▶ To do
Your task is to transcribe all of the data below exactly, omitting the images.

[Items from a data source]
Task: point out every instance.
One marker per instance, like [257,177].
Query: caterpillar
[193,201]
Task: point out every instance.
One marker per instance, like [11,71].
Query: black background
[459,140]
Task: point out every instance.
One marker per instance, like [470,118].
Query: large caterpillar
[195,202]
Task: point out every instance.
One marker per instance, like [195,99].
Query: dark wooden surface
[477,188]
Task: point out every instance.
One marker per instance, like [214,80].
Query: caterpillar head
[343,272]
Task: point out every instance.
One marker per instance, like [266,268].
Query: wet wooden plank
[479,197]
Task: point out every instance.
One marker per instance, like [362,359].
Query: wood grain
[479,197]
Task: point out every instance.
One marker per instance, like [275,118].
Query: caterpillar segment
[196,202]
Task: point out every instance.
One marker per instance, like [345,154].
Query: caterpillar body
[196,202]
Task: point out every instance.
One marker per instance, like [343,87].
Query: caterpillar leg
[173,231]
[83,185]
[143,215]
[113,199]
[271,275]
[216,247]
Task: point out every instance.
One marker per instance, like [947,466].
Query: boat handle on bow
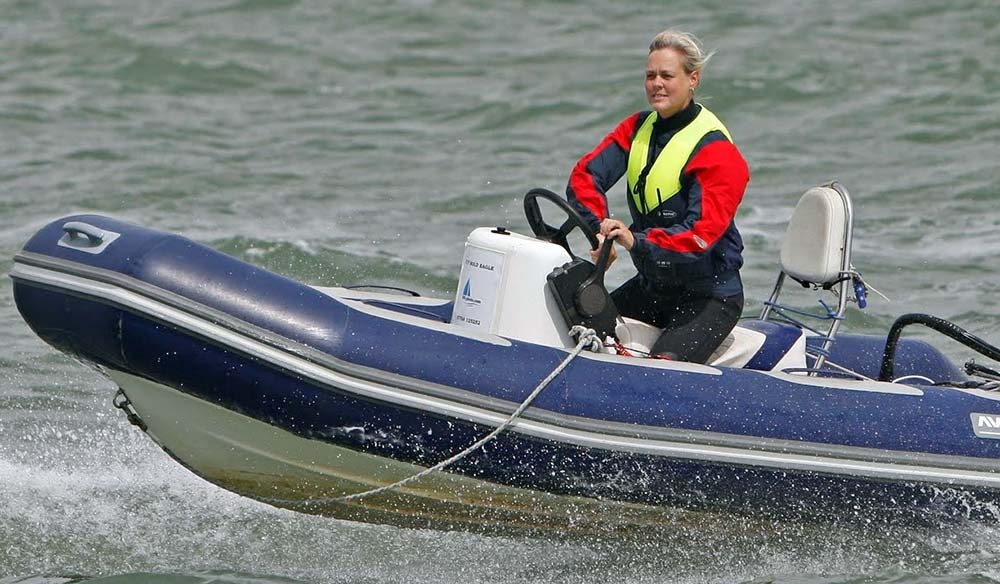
[94,234]
[86,237]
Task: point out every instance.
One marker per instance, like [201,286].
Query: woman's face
[668,86]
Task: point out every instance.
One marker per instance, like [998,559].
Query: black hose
[942,326]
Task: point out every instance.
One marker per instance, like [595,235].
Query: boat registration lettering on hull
[986,425]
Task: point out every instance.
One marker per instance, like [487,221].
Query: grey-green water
[361,141]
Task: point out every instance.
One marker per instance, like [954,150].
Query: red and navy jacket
[690,241]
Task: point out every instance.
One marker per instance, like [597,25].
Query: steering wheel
[546,232]
[578,286]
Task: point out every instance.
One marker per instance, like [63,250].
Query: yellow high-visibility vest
[664,178]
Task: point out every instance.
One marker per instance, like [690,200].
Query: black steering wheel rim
[557,235]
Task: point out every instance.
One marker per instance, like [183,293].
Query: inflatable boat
[331,400]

▶ Task solution
Task: point out every instance.
One marker per instance, like [257,177].
Query: caterpillar
[193,201]
Task: point out every instance.
One marker per instance, like [11,71].
Query: black background
[459,140]
Task: point out every instance.
One marker per instance, like [470,118].
Query: large caterpillar
[195,202]
Task: point out every instance.
One marker per instance, like [195,99].
Query: dark wooden surface
[477,188]
Task: point out every instance.
One marker per instance, like [214,80].
Query: caterpillar head
[343,272]
Task: point out every instance.
One marker per instance, like [266,268].
Query: wet wooden plank
[479,197]
Task: point out every instance.
One marker per instance, like [362,359].
Query: wood grain
[479,197]
Task: point out every instance.
One marker per instance, like [275,118].
Query: caterpillar segment
[196,202]
Task: point out every instance.
One marker per instance, like [345,154].
Query: caterpillar body
[196,202]
Task: point out every instance.
One marker per instance, like [343,87].
Query: caterpillar leg
[173,231]
[83,185]
[143,215]
[113,199]
[271,275]
[216,247]
Task: point out every instance.
One marker per instance, like [947,466].
Query: boat handle on bow
[94,234]
[86,237]
Task: point out every instance.
One marker per instance, like [201,286].
Query: woman's face
[668,86]
Task: point out every instance.
One marker per instance, like [998,559].
Query: black hose
[942,326]
Task: point out every instance.
One marker per instance, like [595,235].
Query: boat registration lettering on hull
[986,425]
Task: point out every instance.
One marker per instance, like [487,221].
Query: grey-green water
[361,141]
Task: point out every instance.
One marker per instance, like [954,150].
Query: red and navy jacket
[690,241]
Task: point out every instance.
One marker per instance, like [597,25].
Query: steering wheel
[546,232]
[578,286]
Task: point out every instance.
One marker per instance, like [63,250].
Query: yellow high-visibility vest
[664,178]
Task: point out every instance.
One marker per instance, like [690,200].
Query: black steering wheel rim
[557,235]
Task: point out every instance.
One marker per instance, like [183,293].
Query: inflatable boat
[331,400]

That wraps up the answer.